__Document segment__:
§ §

Changes You Need To Know About The SECURE Act and The Beneficiaries of Your Retirement Accounts
This New Year has brought some very important tax changes that could impact you.
Very rarely do we have changes in our laws that happen quickly and affect huge segments of our population. But that’s exactly what occurred at the end of 2019 with the new SECURE Act, which was signed into law on December 20, 2019 and which went into effect on January 1, 2020.
This new law could profoundly affect the beneficiaries of your retirement plans, such as your 401(k)’s, 403(b)’s, and IRA’s and could result in consequences that you never intended.
Under the old law, if the beneficiary of a retirement plan were an individual or a trust that qualified as a designated beneficiary, the beneficiary’s life expectancy could be used to calculate how much the beneficiary had to withdraw from the inherited retirement plan each year. You may have heard this arrangement referred to as a “stretch IRA.” The amount a beneficiary must withdraw each year is referred to as the requirement minimum distribution or RMD.
Why was it important that the beneficiary’s life expectancy be used to calculate the amount of the annual RMD? The fact that the retirement account could grow on a tax deferred basis and the fact that the beneficiary was taxed only on the amounts taken out during a given year resulted in the account gaining value and the beneficiary receiving more in the long run.
The New Law
Under the Secure Act, the general rule is that most non-spouse beneficiaries must withdraw inherited retirement account balances within 10 years of the account owner’s death. Non-spouse beneficiaries may no longer calculate their RMD’s based on their life expectancy.

§ §

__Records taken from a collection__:
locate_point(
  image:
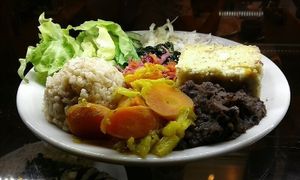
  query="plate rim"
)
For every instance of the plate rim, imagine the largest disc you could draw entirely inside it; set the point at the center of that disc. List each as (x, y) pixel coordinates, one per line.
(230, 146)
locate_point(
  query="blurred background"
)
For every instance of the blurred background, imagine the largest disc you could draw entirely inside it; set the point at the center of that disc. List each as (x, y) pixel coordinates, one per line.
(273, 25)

§ §

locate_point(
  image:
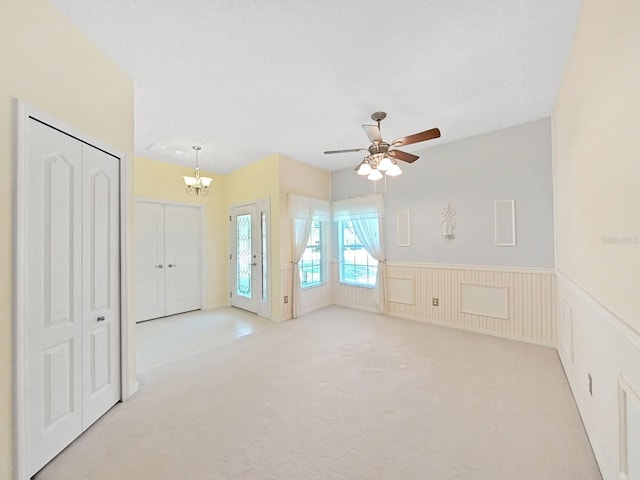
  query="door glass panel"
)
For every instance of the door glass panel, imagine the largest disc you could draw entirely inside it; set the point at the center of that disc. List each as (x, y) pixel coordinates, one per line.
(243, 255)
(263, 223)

§ §

__Parts of the exercise__:
1. Copy out the passage in the SECURE Act article from "Why was it important" up to and including "their life expectancy.".
2. Put this sentence from the SECURE Act article into Spanish: "Non-spouse beneficiaries may no longer calculate their RMD’s based on their life expectancy."

__Answer list__:
1.
Why was it important that the beneficiary’s life expectancy be used to calculate the amount of the annual RMD? The fact that the retirement account could grow on a tax deferred basis and the fact that the beneficiary was taxed only on the amounts taken out during a given year resulted in the account gaining value and the beneficiary receiving more in the long run.
The New Law
Under the Secure Act, the general rule is that most non-spouse beneficiaries must withdraw inherited retirement account balances within 10 years of the account owner’s death. Non-spouse beneficiaries may no longer calculate their RMD’s based on their life expectancy.

2. Los beneficiarios que no son cónyuges ya no pueden calcular sus RMD en función de su esperanza de vida.